**WORK TO COMPLETE**
Extract every line of the material below that contains the string "wiper", copying each one in full.

[Stored records]
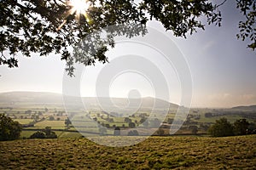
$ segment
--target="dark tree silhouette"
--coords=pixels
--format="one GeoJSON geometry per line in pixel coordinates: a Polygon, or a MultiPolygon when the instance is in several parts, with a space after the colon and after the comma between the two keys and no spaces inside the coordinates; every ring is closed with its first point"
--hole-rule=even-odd
{"type": "MultiPolygon", "coordinates": [[[[67,71],[72,76],[75,62],[85,65],[94,65],[96,61],[108,62],[105,53],[109,46],[114,47],[113,37],[120,34],[130,37],[143,35],[146,33],[143,26],[149,20],[155,19],[166,31],[183,37],[196,29],[204,29],[207,23],[201,22],[202,17],[207,18],[207,24],[220,26],[222,16],[218,7],[226,0],[221,4],[209,0],[142,0],[139,3],[134,0],[89,0],[85,14],[80,14],[74,4],[70,4],[72,2],[75,1],[0,1],[0,65],[17,67],[15,54],[18,52],[26,56],[31,56],[32,53],[40,55],[55,53],[67,61],[67,71]],[[120,26],[115,31],[107,30],[107,41],[91,42],[97,35],[92,36],[82,47],[86,53],[77,51],[71,57],[68,47],[77,47],[95,31],[121,24],[127,26],[120,26]],[[97,44],[102,47],[96,48],[97,44]],[[10,55],[6,55],[7,53],[10,55]]],[[[248,39],[248,48],[254,49],[255,1],[236,0],[236,3],[246,16],[245,20],[239,23],[241,32],[237,37],[248,39]]]]}

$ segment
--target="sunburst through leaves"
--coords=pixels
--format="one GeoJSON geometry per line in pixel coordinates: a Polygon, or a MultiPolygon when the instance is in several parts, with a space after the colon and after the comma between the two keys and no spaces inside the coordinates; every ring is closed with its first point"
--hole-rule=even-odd
{"type": "MultiPolygon", "coordinates": [[[[80,16],[83,15],[87,22],[90,21],[90,17],[87,14],[87,10],[90,6],[90,3],[87,0],[69,0],[66,3],[67,6],[72,7],[67,13],[67,16],[70,14],[76,14],[76,19],[80,20],[80,16]]],[[[65,20],[61,25],[57,28],[60,31],[61,27],[66,24],[67,20],[65,20]]]]}

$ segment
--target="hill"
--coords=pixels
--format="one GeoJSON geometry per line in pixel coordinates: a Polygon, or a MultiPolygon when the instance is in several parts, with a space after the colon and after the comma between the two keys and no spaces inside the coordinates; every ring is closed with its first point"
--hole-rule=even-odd
{"type": "Polygon", "coordinates": [[[255,135],[150,137],[124,148],[86,139],[15,140],[0,142],[0,169],[255,169],[255,135]]]}
{"type": "MultiPolygon", "coordinates": [[[[71,103],[76,104],[76,101],[80,99],[79,97],[71,97],[71,103]]],[[[84,104],[90,108],[95,107],[113,107],[116,106],[120,109],[138,107],[148,108],[156,106],[157,109],[165,108],[169,106],[172,109],[177,109],[177,105],[166,102],[162,99],[154,98],[142,98],[142,99],[127,99],[123,98],[94,98],[94,97],[83,97],[84,104]],[[113,105],[109,102],[113,102],[113,105]],[[157,105],[155,105],[157,104],[157,105]]],[[[9,92],[0,94],[0,105],[4,106],[15,106],[21,105],[63,105],[63,96],[60,94],[45,93],[45,92],[9,92]]],[[[70,103],[68,103],[70,105],[70,103]]]]}
{"type": "Polygon", "coordinates": [[[236,106],[232,107],[233,110],[256,110],[256,105],[248,105],[248,106],[236,106]]]}

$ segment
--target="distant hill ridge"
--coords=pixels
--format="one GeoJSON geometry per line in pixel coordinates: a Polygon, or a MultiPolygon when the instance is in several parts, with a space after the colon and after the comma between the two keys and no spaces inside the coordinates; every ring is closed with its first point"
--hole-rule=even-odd
{"type": "Polygon", "coordinates": [[[248,105],[248,106],[240,105],[240,106],[232,107],[232,109],[236,109],[236,110],[256,110],[256,105],[248,105]]]}
{"type": "MultiPolygon", "coordinates": [[[[108,105],[109,98],[96,98],[96,97],[83,97],[84,103],[90,105],[97,105],[98,100],[102,104],[108,105]]],[[[111,98],[114,104],[119,105],[127,105],[128,99],[125,98],[111,98]]],[[[130,103],[142,103],[143,107],[152,106],[154,102],[158,103],[158,107],[165,107],[166,105],[171,108],[177,108],[178,105],[169,103],[167,101],[146,97],[142,99],[130,99],[130,103]]],[[[63,96],[61,94],[48,93],[48,92],[7,92],[0,93],[0,104],[46,104],[46,105],[63,105],[63,96]]]]}

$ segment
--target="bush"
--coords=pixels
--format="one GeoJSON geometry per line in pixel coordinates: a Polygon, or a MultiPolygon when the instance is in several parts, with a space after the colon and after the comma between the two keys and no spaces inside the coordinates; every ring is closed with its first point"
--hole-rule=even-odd
{"type": "Polygon", "coordinates": [[[239,119],[234,122],[234,133],[236,135],[245,135],[249,127],[246,119],[239,119]]]}
{"type": "Polygon", "coordinates": [[[10,117],[0,114],[0,140],[14,140],[20,138],[22,126],[10,117]]]}
{"type": "Polygon", "coordinates": [[[208,133],[213,137],[232,136],[234,134],[233,126],[226,118],[221,118],[210,127],[208,133]]]}
{"type": "Polygon", "coordinates": [[[42,131],[38,131],[30,136],[31,139],[45,139],[45,133],[42,131]]]}
{"type": "Polygon", "coordinates": [[[30,136],[31,139],[56,139],[56,133],[51,131],[50,127],[46,127],[42,131],[38,131],[30,136]]]}
{"type": "Polygon", "coordinates": [[[138,136],[138,133],[137,130],[131,130],[128,132],[128,136],[138,136]]]}
{"type": "Polygon", "coordinates": [[[113,135],[114,135],[114,136],[119,136],[120,133],[121,133],[120,128],[119,128],[119,127],[115,128],[114,128],[114,131],[113,131],[113,135]]]}

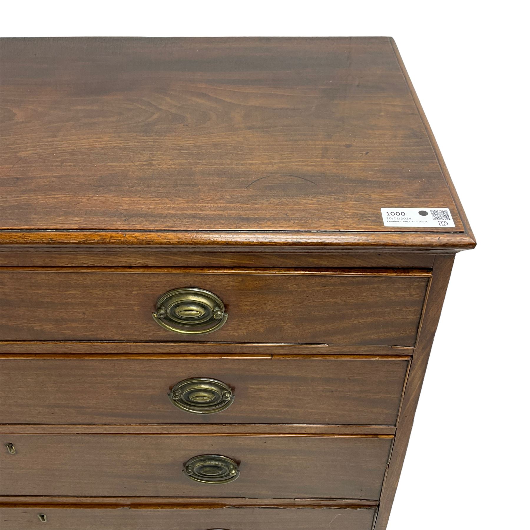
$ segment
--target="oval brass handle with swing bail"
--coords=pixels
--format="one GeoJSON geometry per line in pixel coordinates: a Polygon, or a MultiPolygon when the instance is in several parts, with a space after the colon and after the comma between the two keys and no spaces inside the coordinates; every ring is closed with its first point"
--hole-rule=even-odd
{"type": "Polygon", "coordinates": [[[234,392],[228,385],[208,377],[185,379],[168,395],[175,407],[191,414],[215,414],[234,402],[234,392]]]}
{"type": "Polygon", "coordinates": [[[173,289],[156,301],[152,313],[164,329],[185,335],[204,335],[224,325],[228,317],[223,301],[197,287],[173,289]]]}

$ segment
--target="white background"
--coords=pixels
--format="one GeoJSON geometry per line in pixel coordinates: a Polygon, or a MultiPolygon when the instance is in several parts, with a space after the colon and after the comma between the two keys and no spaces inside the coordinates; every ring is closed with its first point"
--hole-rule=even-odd
{"type": "Polygon", "coordinates": [[[388,530],[528,527],[525,5],[13,0],[0,8],[2,37],[395,39],[478,246],[456,257],[388,530]]]}

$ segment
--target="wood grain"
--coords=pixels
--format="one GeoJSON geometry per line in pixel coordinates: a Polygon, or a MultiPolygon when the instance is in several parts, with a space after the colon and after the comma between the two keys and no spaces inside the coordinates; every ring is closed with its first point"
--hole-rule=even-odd
{"type": "Polygon", "coordinates": [[[405,389],[403,405],[396,431],[395,442],[385,479],[381,509],[378,513],[374,530],[385,530],[388,523],[454,259],[453,256],[437,256],[435,261],[432,279],[429,287],[418,344],[414,351],[405,389]]]}
{"type": "Polygon", "coordinates": [[[226,507],[183,509],[2,508],[3,530],[42,530],[39,514],[46,516],[46,528],[51,530],[145,530],[146,528],[229,528],[233,530],[371,530],[373,507],[356,508],[226,507]]]}
{"type": "Polygon", "coordinates": [[[0,494],[377,500],[393,437],[2,435],[0,494]],[[9,436],[8,438],[7,437],[9,436]],[[189,458],[224,455],[241,475],[200,484],[189,458]],[[72,470],[75,470],[73,473],[72,470]]]}
{"type": "Polygon", "coordinates": [[[1,228],[464,230],[387,38],[0,46],[1,228]]]}
{"type": "Polygon", "coordinates": [[[123,423],[83,425],[0,423],[3,434],[197,434],[252,436],[263,434],[298,436],[310,435],[340,437],[351,435],[395,434],[395,427],[385,425],[337,425],[333,423],[123,423]]]}
{"type": "Polygon", "coordinates": [[[94,245],[83,248],[0,245],[0,267],[326,267],[431,269],[434,256],[293,251],[191,252],[179,247],[94,245]]]}
{"type": "Polygon", "coordinates": [[[1,270],[0,335],[4,340],[204,340],[163,329],[151,316],[161,295],[198,287],[220,297],[229,312],[209,341],[413,346],[425,273],[1,270]]]}
{"type": "MultiPolygon", "coordinates": [[[[33,424],[395,425],[408,360],[0,359],[0,422],[33,424]],[[216,414],[177,408],[190,377],[223,381],[234,403],[216,414]]],[[[272,431],[273,432],[273,429],[272,431]]]]}
{"type": "Polygon", "coordinates": [[[0,506],[5,508],[55,507],[58,508],[90,508],[103,507],[130,506],[133,509],[153,507],[155,509],[168,507],[193,508],[228,508],[232,506],[281,506],[285,508],[298,507],[328,508],[358,508],[374,506],[376,500],[360,501],[351,499],[245,499],[235,497],[12,497],[0,495],[0,506]]]}

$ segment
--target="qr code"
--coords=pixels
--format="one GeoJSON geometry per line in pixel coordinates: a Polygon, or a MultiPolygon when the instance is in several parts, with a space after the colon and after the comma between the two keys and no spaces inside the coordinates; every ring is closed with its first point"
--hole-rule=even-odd
{"type": "Polygon", "coordinates": [[[451,218],[449,216],[449,211],[447,210],[431,210],[430,212],[433,219],[435,221],[450,221],[451,220],[451,218]]]}

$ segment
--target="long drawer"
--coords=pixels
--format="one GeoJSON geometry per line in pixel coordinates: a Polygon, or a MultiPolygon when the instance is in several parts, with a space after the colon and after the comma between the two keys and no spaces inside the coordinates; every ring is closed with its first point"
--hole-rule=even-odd
{"type": "Polygon", "coordinates": [[[0,440],[0,495],[375,500],[392,437],[19,434],[0,440]],[[192,480],[198,477],[235,480],[192,480]]]}
{"type": "Polygon", "coordinates": [[[2,530],[370,530],[373,507],[2,508],[2,530]],[[43,526],[42,523],[46,524],[43,526]]]}
{"type": "Polygon", "coordinates": [[[0,422],[393,426],[409,362],[3,359],[0,422]]]}
{"type": "Polygon", "coordinates": [[[408,270],[4,269],[0,337],[413,346],[429,277],[408,270]],[[154,319],[161,296],[184,288],[213,293],[211,307],[193,297],[170,304],[174,295],[164,299],[167,314],[154,319]],[[225,323],[208,335],[157,323],[210,317],[225,323]]]}

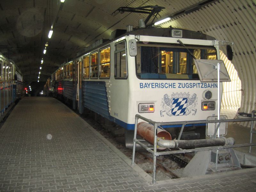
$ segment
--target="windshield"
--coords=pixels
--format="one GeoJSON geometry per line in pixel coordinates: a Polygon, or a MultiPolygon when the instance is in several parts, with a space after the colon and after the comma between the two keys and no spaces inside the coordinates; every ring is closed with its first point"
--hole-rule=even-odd
{"type": "MultiPolygon", "coordinates": [[[[188,47],[197,59],[217,59],[213,47],[188,47]]],[[[193,57],[186,49],[138,44],[137,74],[143,79],[199,79],[193,57]]]]}

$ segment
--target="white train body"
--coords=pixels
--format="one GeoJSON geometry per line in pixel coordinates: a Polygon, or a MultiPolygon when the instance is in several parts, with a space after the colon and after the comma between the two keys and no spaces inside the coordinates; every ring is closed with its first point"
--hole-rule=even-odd
{"type": "MultiPolygon", "coordinates": [[[[125,37],[127,42],[133,38],[134,36],[125,37]]],[[[158,44],[176,44],[180,47],[180,45],[177,42],[178,39],[148,36],[140,36],[140,42],[147,43],[155,42],[158,44]]],[[[213,43],[212,40],[179,39],[188,46],[191,44],[212,47],[213,43]]],[[[218,48],[216,48],[216,52],[219,53],[218,48]]],[[[127,51],[128,50],[127,49],[127,51]]],[[[209,116],[217,116],[216,82],[201,83],[199,79],[140,79],[136,76],[135,57],[130,56],[129,53],[127,55],[128,78],[125,81],[118,81],[114,78],[110,79],[109,105],[111,116],[114,119],[118,119],[118,121],[121,121],[124,123],[124,126],[128,129],[133,128],[136,114],[161,122],[205,120],[209,116]],[[203,97],[203,93],[207,90],[212,93],[212,97],[209,100],[203,97]],[[215,109],[202,110],[201,103],[203,101],[214,102],[215,109]],[[154,106],[154,112],[140,113],[140,103],[149,104],[149,106],[151,105],[154,106]]],[[[219,55],[217,57],[218,59],[219,55]]],[[[114,72],[113,69],[111,71],[114,72]]],[[[114,75],[111,76],[114,77],[114,75]]],[[[222,93],[222,84],[221,85],[220,92],[222,93]]]]}
{"type": "Polygon", "coordinates": [[[220,59],[219,46],[214,45],[214,38],[199,32],[178,29],[178,36],[172,37],[175,30],[139,30],[92,48],[71,61],[73,77],[71,71],[68,71],[70,62],[62,66],[67,69],[60,71],[64,78],[58,78],[59,73],[55,72],[59,82],[56,87],[62,86],[59,89],[63,90],[58,94],[72,100],[73,104],[76,102],[80,113],[86,108],[128,130],[134,129],[138,114],[162,122],[217,116],[217,83],[200,81],[192,64],[193,56],[177,41],[197,59],[220,59]],[[131,56],[135,39],[137,54],[131,56]],[[132,44],[130,40],[133,41],[132,44]],[[73,82],[73,89],[67,85],[68,82],[73,82]],[[70,90],[75,94],[65,93],[70,90]],[[212,95],[206,97],[206,92],[212,95]]]}

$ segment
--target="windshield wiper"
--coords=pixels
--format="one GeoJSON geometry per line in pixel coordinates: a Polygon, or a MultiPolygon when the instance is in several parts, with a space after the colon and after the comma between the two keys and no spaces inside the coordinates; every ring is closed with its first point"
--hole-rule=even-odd
{"type": "Polygon", "coordinates": [[[187,47],[186,47],[186,46],[185,46],[185,45],[183,44],[183,43],[181,42],[181,41],[180,41],[180,39],[178,39],[177,40],[177,42],[184,47],[185,48],[188,50],[188,52],[189,53],[189,54],[192,56],[193,57],[193,58],[194,58],[195,59],[196,59],[196,57],[195,56],[194,56],[194,55],[193,54],[193,53],[191,53],[189,50],[188,50],[188,49],[187,47]]]}

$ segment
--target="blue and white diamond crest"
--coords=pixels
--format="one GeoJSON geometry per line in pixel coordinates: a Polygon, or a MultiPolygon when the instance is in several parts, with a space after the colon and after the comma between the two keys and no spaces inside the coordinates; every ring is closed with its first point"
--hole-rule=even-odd
{"type": "Polygon", "coordinates": [[[192,96],[189,92],[187,93],[173,92],[171,96],[166,93],[162,99],[162,109],[160,111],[160,115],[163,117],[163,113],[164,112],[170,116],[188,115],[192,112],[192,115],[195,115],[196,113],[197,104],[197,98],[196,93],[192,96]]]}

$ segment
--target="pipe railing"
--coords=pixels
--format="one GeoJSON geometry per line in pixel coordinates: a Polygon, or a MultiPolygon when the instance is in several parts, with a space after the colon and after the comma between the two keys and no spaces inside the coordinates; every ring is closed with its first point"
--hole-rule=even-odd
{"type": "MultiPolygon", "coordinates": [[[[250,146],[249,152],[251,152],[251,147],[252,146],[256,146],[256,143],[252,143],[252,134],[256,133],[256,131],[253,130],[253,122],[256,121],[256,118],[254,117],[254,114],[256,113],[256,111],[252,111],[252,118],[245,118],[235,119],[220,119],[219,120],[201,120],[198,121],[176,121],[175,122],[156,122],[149,119],[139,115],[137,114],[135,116],[135,124],[134,126],[134,132],[133,137],[133,146],[132,149],[132,165],[135,165],[134,160],[135,159],[135,152],[136,143],[141,146],[148,151],[153,156],[153,174],[152,176],[152,183],[153,184],[156,184],[156,157],[160,155],[171,155],[173,154],[178,154],[180,153],[191,153],[192,152],[197,152],[204,151],[217,150],[220,149],[231,148],[240,148],[250,146]],[[142,119],[145,121],[148,122],[153,124],[154,126],[154,142],[153,148],[148,147],[146,145],[140,142],[141,140],[138,140],[137,139],[137,128],[138,124],[138,120],[139,119],[142,119]],[[218,123],[218,126],[217,126],[215,132],[216,132],[218,129],[219,128],[219,124],[221,123],[229,122],[240,122],[244,121],[251,121],[251,137],[250,138],[250,143],[239,145],[234,145],[227,146],[217,146],[213,147],[202,147],[197,148],[194,149],[181,149],[179,150],[172,151],[170,151],[157,152],[157,137],[156,133],[157,130],[159,127],[163,125],[182,125],[182,127],[184,128],[185,125],[188,124],[203,124],[212,123],[218,123]],[[153,150],[152,150],[153,149],[153,150]]],[[[181,135],[183,131],[183,129],[180,133],[180,136],[181,135]]],[[[179,139],[180,139],[180,136],[179,139]]]]}

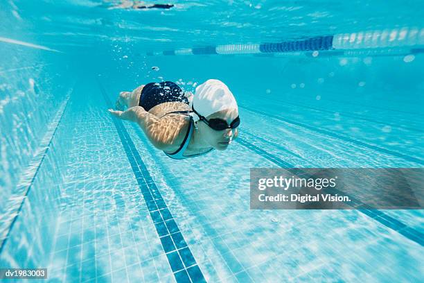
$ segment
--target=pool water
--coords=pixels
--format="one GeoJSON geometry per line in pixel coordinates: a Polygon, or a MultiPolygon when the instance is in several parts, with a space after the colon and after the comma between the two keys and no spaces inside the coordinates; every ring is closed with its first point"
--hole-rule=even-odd
{"type": "Polygon", "coordinates": [[[70,282],[423,280],[422,209],[249,209],[251,168],[423,167],[421,1],[118,2],[1,3],[0,268],[70,282]],[[224,151],[173,160],[107,112],[141,84],[209,78],[239,106],[224,151]]]}

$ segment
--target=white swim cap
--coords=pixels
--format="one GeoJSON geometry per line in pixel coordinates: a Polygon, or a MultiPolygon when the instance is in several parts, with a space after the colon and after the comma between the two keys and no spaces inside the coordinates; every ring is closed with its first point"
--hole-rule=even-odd
{"type": "MultiPolygon", "coordinates": [[[[226,109],[238,109],[234,96],[219,80],[211,79],[196,87],[193,98],[193,107],[200,115],[207,117],[211,114],[226,109]]],[[[199,117],[193,113],[195,121],[199,117]]]]}

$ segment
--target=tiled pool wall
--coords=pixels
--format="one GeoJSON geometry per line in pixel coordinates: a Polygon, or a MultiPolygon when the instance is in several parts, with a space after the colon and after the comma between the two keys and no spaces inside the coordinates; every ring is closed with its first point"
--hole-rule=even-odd
{"type": "Polygon", "coordinates": [[[36,268],[53,248],[66,154],[57,150],[65,141],[54,137],[73,85],[61,57],[0,46],[7,54],[0,65],[0,266],[36,268]]]}

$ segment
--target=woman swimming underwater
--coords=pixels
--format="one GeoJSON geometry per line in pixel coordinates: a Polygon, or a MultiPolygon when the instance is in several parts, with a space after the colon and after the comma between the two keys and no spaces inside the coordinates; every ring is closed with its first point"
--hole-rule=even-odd
{"type": "Polygon", "coordinates": [[[224,151],[238,135],[237,103],[218,80],[199,85],[191,97],[173,82],[150,83],[121,92],[116,108],[109,111],[136,122],[154,147],[175,159],[224,151]]]}

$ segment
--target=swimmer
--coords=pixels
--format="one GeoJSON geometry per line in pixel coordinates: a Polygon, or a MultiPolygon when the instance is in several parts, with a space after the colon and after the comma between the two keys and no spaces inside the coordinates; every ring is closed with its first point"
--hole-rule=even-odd
{"type": "Polygon", "coordinates": [[[174,159],[224,151],[238,135],[237,103],[218,80],[206,80],[194,95],[173,82],[150,83],[121,92],[116,108],[109,112],[137,123],[154,147],[174,159]]]}
{"type": "Polygon", "coordinates": [[[123,0],[119,5],[109,7],[109,9],[170,9],[173,4],[147,4],[142,1],[123,0]]]}

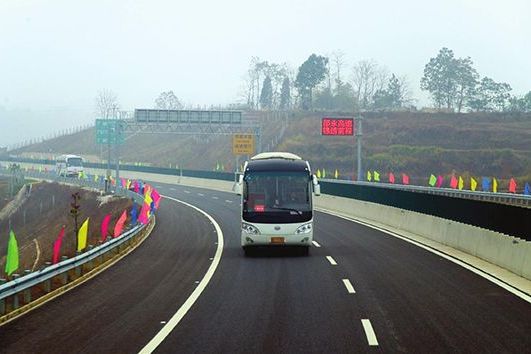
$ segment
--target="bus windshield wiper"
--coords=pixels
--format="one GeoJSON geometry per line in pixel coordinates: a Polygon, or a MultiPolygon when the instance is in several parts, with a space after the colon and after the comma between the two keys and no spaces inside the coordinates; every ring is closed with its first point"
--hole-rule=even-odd
{"type": "Polygon", "coordinates": [[[297,210],[297,209],[293,209],[293,208],[276,207],[276,206],[273,205],[273,206],[271,207],[271,209],[294,211],[294,212],[298,213],[299,215],[302,215],[302,211],[297,210]]]}

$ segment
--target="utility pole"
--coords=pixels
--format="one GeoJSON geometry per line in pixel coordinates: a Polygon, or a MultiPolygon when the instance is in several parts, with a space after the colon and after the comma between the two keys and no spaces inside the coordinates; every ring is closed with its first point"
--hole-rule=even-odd
{"type": "Polygon", "coordinates": [[[356,118],[357,122],[358,122],[358,126],[356,127],[356,140],[358,142],[358,178],[357,178],[357,181],[361,181],[361,175],[362,175],[362,166],[361,166],[361,138],[363,137],[363,131],[362,131],[362,128],[361,128],[361,122],[363,121],[363,117],[362,116],[358,116],[358,118],[356,118]]]}

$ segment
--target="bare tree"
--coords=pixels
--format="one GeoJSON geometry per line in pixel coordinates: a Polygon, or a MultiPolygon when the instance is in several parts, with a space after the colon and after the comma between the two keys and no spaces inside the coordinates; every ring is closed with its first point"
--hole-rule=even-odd
{"type": "Polygon", "coordinates": [[[360,109],[367,109],[373,101],[374,94],[385,88],[389,74],[374,60],[362,60],[353,67],[352,86],[355,101],[360,109]]]}
{"type": "Polygon", "coordinates": [[[102,119],[116,118],[119,108],[118,97],[113,91],[103,89],[98,92],[96,96],[96,113],[98,117],[102,119]]]}

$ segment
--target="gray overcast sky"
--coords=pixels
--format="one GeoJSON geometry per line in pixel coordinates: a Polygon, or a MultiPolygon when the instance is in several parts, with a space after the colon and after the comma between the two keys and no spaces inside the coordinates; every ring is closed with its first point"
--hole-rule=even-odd
{"type": "Polygon", "coordinates": [[[93,121],[102,88],[124,109],[152,107],[170,89],[185,103],[235,102],[252,56],[294,69],[338,49],[349,66],[372,58],[407,75],[422,105],[424,65],[446,46],[522,94],[531,90],[530,4],[0,0],[0,120],[16,117],[0,146],[93,121]]]}

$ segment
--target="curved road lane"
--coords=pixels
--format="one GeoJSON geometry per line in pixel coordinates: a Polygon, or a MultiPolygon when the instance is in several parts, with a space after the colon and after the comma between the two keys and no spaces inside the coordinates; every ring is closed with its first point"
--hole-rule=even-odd
{"type": "Polygon", "coordinates": [[[136,250],[70,292],[0,327],[2,353],[136,353],[204,276],[214,226],[162,200],[157,225],[136,250]]]}

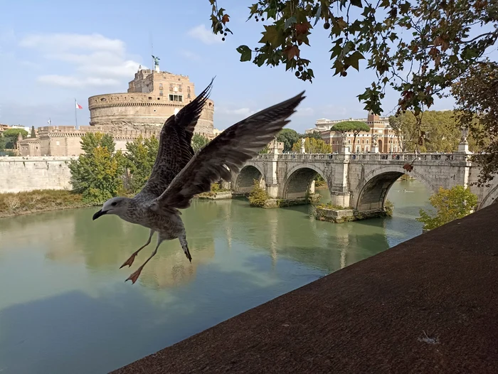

**RESULT OF THIS TASK**
--target="windshield wiper"
--target="bus windshield wiper"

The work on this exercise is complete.